*INSTRUCTIONS TO FOLLOW:* Using the entries below, show all lines with the string "Target".

*SOURCE DATA:*
= = =

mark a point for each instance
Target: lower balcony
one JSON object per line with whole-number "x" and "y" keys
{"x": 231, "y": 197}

= = =

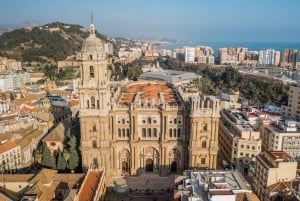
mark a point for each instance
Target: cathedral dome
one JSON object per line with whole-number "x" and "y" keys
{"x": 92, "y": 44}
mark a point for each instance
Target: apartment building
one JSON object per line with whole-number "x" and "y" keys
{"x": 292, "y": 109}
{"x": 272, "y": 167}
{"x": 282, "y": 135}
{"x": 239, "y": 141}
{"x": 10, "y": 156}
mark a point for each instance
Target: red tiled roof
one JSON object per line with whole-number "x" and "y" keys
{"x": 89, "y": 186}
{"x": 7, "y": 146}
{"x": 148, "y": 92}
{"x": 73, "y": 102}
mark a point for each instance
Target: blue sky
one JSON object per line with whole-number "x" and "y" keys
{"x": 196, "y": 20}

= = =

*ANSWER TO THIS TASK:*
Target: lower balcony
Target: cathedral dome
Target: apartment building
Target: red tiled roof
Target: blue sky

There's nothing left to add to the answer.